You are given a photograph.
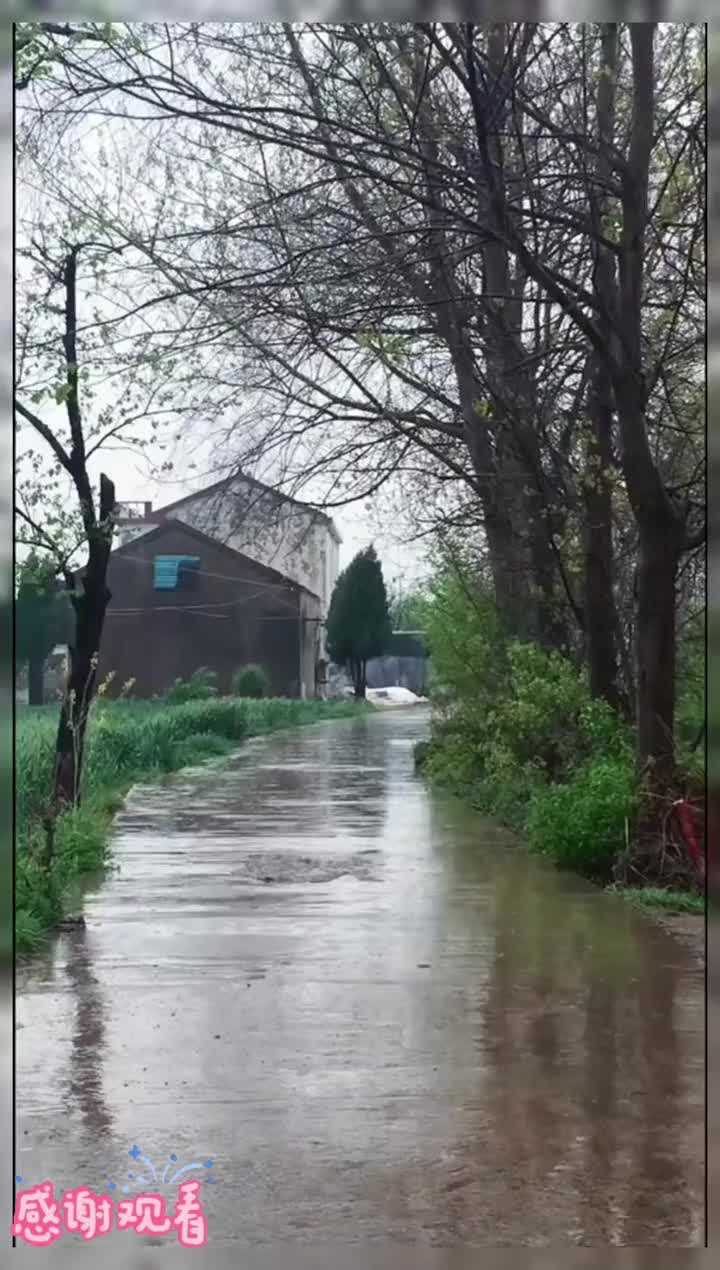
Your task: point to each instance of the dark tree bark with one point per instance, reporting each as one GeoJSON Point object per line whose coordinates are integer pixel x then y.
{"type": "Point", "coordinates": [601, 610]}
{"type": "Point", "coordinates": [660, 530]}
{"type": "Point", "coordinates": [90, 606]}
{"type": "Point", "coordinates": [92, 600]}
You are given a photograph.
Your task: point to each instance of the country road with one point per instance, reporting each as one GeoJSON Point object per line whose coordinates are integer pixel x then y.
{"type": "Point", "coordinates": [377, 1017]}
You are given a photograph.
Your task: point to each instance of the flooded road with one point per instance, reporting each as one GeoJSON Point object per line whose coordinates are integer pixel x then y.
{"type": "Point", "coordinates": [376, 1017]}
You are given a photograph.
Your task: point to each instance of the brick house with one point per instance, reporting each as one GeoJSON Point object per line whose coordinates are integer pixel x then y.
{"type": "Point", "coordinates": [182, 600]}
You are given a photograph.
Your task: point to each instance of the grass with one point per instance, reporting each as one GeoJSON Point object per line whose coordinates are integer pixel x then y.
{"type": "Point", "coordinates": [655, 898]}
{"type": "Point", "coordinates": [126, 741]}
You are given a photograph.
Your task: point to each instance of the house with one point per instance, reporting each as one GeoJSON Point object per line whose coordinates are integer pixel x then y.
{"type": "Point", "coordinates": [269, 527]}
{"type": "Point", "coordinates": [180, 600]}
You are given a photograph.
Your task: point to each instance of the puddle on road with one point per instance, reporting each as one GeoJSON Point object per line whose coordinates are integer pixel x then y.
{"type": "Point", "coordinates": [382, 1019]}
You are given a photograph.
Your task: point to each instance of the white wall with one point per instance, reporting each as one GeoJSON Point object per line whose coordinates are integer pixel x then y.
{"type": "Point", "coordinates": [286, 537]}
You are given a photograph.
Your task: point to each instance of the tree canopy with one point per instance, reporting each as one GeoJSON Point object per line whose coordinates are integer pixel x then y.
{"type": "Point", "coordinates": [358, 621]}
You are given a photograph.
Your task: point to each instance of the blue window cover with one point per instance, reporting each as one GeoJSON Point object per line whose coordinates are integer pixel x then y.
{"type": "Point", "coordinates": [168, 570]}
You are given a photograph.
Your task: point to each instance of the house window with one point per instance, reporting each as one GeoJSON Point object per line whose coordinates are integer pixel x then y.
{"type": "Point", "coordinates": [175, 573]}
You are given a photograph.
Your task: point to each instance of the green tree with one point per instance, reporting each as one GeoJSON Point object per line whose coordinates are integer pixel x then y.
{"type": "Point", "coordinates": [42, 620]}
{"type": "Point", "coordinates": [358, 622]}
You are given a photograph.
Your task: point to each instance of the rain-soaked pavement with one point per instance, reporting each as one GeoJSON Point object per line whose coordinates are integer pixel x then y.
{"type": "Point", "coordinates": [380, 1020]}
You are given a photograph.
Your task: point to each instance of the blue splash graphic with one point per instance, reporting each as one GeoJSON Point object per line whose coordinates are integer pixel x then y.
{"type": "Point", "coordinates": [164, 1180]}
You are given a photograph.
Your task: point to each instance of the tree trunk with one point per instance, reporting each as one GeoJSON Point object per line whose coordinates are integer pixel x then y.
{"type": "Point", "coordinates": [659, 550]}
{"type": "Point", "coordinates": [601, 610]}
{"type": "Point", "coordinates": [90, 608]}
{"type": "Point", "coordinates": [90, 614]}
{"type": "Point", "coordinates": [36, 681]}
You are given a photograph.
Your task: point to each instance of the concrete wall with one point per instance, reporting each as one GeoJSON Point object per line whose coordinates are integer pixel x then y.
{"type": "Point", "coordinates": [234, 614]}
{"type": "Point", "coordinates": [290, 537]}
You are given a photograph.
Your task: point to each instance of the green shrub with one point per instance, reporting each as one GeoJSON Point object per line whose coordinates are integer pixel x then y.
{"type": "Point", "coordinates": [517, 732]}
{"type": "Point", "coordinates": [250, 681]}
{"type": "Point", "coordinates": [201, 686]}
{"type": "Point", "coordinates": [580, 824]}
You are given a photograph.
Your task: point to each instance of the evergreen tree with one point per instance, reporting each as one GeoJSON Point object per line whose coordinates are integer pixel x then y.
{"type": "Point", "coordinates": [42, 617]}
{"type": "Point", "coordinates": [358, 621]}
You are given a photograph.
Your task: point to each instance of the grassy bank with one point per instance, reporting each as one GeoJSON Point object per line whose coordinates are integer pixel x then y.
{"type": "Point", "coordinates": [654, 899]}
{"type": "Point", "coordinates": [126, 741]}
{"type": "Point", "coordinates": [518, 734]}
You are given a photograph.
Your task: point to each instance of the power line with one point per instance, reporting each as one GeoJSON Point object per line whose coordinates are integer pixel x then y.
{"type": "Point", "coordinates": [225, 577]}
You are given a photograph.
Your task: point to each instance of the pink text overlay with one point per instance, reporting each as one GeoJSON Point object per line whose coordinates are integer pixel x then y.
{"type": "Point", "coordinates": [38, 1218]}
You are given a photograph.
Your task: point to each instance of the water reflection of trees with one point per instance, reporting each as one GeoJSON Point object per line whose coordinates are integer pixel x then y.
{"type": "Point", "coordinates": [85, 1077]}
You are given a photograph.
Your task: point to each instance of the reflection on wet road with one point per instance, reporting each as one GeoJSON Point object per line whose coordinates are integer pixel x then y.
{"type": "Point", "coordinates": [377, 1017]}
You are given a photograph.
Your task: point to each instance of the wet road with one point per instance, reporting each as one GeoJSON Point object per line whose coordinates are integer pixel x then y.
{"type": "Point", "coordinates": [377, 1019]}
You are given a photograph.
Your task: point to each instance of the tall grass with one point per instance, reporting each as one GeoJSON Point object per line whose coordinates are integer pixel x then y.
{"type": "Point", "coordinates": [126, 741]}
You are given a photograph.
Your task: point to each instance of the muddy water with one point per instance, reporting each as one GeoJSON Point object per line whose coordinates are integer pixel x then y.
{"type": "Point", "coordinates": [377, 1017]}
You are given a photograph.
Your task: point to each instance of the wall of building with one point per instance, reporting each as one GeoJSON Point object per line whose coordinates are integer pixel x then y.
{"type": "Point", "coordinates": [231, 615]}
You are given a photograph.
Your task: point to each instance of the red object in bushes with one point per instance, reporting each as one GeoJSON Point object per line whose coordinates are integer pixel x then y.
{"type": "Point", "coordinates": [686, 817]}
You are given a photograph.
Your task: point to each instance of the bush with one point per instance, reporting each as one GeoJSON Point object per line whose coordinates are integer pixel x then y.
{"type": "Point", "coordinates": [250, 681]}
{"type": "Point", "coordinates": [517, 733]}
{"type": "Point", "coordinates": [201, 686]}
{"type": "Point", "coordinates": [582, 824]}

★ ★ ★

Could you repeat all of the data exactly, minus the pictures?

You are given a photograph.
Your task: point to each instance of the dark tree bark with one point per instance, reporting each as one GeoJSON Point object per line whose coordinates are integer pixel x then y.
{"type": "Point", "coordinates": [601, 610]}
{"type": "Point", "coordinates": [660, 530]}
{"type": "Point", "coordinates": [90, 606]}
{"type": "Point", "coordinates": [92, 600]}
You are given a photograph.
Your task: point to each instance of the country road with one point per instance, reporting each as one GeoJSON Point object per line whose coordinates are integer pixel x then y.
{"type": "Point", "coordinates": [377, 1017]}
You are given a photograph.
Your task: point to each instance of the flooded road with one point per instance, reporting each as one GeoJSON Point object per line whose coordinates are integer pixel x then y.
{"type": "Point", "coordinates": [376, 1017]}
You are given a photograph.
Your task: point to each instance of the brick house with one point per instance, reporting each as one GeoJSON Point object per line whose coordinates are integer pixel x then y.
{"type": "Point", "coordinates": [182, 600]}
You are given a photograph.
Your task: point to each instance of the grass with one point per instance, reporting each as one GeoJSON Point object per line whose coordinates are integer pixel x then y.
{"type": "Point", "coordinates": [655, 898]}
{"type": "Point", "coordinates": [126, 741]}
You are given a photograph.
Your task: point to each instance of the house with one point per instance, reporting each as one GeoJSON Point object per line whose coordinates are integer pixel x then y.
{"type": "Point", "coordinates": [269, 527]}
{"type": "Point", "coordinates": [180, 600]}
You are given a photograph.
Your task: point to each instance of the puddle on road with one point per instance, reporting each as one GeoJSON Point object per line whose coordinates are integer pixel x then y.
{"type": "Point", "coordinates": [382, 1019]}
You are given a photograph.
Your task: point to each instance of the white wall with one point per instance, reporting each as one GeoJSON Point object per line whose coordinates are integer pixel x then y.
{"type": "Point", "coordinates": [286, 537]}
You are given a photograph.
Your task: point to each instance of the tree canopy with one point per instance, reporting each as one GeoJSON Point object per line whose coordinates are integer pixel x then y.
{"type": "Point", "coordinates": [358, 621]}
You are given a photograph.
Your task: point to each instance of the blue window cover with one point per instance, reporting each as one GeoJSON Point object per line whose coordinates are integer pixel x then y.
{"type": "Point", "coordinates": [168, 570]}
You are given a photograph.
Your task: point to each instance of the house window with one point per instance, reporting each as one GeoJSON Point object per line whose coordinates are integer pixel x then y.
{"type": "Point", "coordinates": [175, 573]}
You are given a photograph.
Your task: point to each instance of the green tree with one point per instance, reporting each as one GeoJSON Point object per line whose coordinates are integer pixel x then y.
{"type": "Point", "coordinates": [42, 620]}
{"type": "Point", "coordinates": [358, 622]}
You are given a photograph.
Your task: point to each instance of the rain-soaked pavement with one point per instance, reporting each as one GeoJSON Point object per line whose coordinates are integer pixel x then y.
{"type": "Point", "coordinates": [380, 1020]}
You are given a photograph.
Your task: point to each instance of the blue splash graphic with one point per instance, reporting each as one GeoJSON Point object per line whose coordinates are integer pixel x then y.
{"type": "Point", "coordinates": [164, 1180]}
You are given a photograph.
Your task: point to each instance of the tree trunk with one point per instance, reporting each as one GeoJSON Point object per line whose coordinates are integer pixel x then y.
{"type": "Point", "coordinates": [659, 550]}
{"type": "Point", "coordinates": [601, 610]}
{"type": "Point", "coordinates": [90, 608]}
{"type": "Point", "coordinates": [90, 614]}
{"type": "Point", "coordinates": [36, 681]}
You are given a photograph.
Your task: point to each instance of the concrete wall with one point per instance, reporting each as one GeoJSON Point object per line whose coordinates are integer pixel x then y.
{"type": "Point", "coordinates": [234, 614]}
{"type": "Point", "coordinates": [290, 537]}
You are given a photograph.
Your task: point to each instance of the green shrub with one point per instance, reporting each as one GeoJSON Point object per line whose coordinates are integer pixel x then y.
{"type": "Point", "coordinates": [517, 732]}
{"type": "Point", "coordinates": [250, 681]}
{"type": "Point", "coordinates": [201, 686]}
{"type": "Point", "coordinates": [580, 824]}
You are given a photograph.
Your task: point to each instance of the evergreen tree with one point per instance, reporting each as one GeoJSON Point object per line whose coordinates are integer pixel x then y.
{"type": "Point", "coordinates": [42, 617]}
{"type": "Point", "coordinates": [358, 621]}
You are given a photograph.
Your task: point to each instance of the grassy bank with one point per instance, reporting each as one GeoJSON Point object per line whose coordinates are integer pixel x then y.
{"type": "Point", "coordinates": [654, 899]}
{"type": "Point", "coordinates": [126, 741]}
{"type": "Point", "coordinates": [518, 734]}
You are given a photograph.
Your task: point to each instance of the power line with one point per instance, reporting each as one GeoJSON Point object per line whose coordinates are integer pixel x then y.
{"type": "Point", "coordinates": [225, 577]}
You are given a photograph.
Your task: point to each instance of the pink text overlay with one point per instance, reporting each as one GeoJSON Point object per line whose coordinates are integer pixel x then y.
{"type": "Point", "coordinates": [38, 1218]}
You are given a photograph.
Your task: point to each instance of the water reflection of trees with one point per instance, reporting each as one GeoJSON Point object per line whose coordinates are integer pixel x then y.
{"type": "Point", "coordinates": [85, 1077]}
You are given a photograph.
Your task: point to each instance of the reflection on wet road with one point per instance, reporting each as one GeoJSON Point object per line whose coordinates are integer pixel x then y.
{"type": "Point", "coordinates": [377, 1017]}
You are given a photograph.
Your task: point to each instance of the wet road with one point per instance, reporting each as one GeoJSON Point object per line whose coordinates are integer pixel x then y.
{"type": "Point", "coordinates": [377, 1019]}
You are given a photograph.
Your task: point to each instance of the tall grass with one point per instance, reporting each as one GeoJSON Point object per line whose coordinates are integer pixel x then y.
{"type": "Point", "coordinates": [126, 741]}
You are given a photograph.
Your task: point to each instance of the muddy water with one point per instance, reporting each as one GeoJSON Point object per line whose coordinates are integer pixel x then y.
{"type": "Point", "coordinates": [377, 1017]}
You are given a photograph.
Your task: point to each instance of the wall of building with one point per instance, reporting each as one GeoJSON Point object per line whose coordinates are integer pixel x then y.
{"type": "Point", "coordinates": [231, 615]}
You are given a photograph.
Your task: point to each instance of the red object in bushes with one point per instance, reporting each as one GeoJSON Point object per line whose coordinates are integer pixel x then y.
{"type": "Point", "coordinates": [686, 817]}
You are given a photograph.
Your task: point to each instance of the bush with one point per instance, reporting each as one GeoJSON Point object per line whose coordinates are integer pixel x then y.
{"type": "Point", "coordinates": [250, 681]}
{"type": "Point", "coordinates": [517, 733]}
{"type": "Point", "coordinates": [201, 686]}
{"type": "Point", "coordinates": [582, 824]}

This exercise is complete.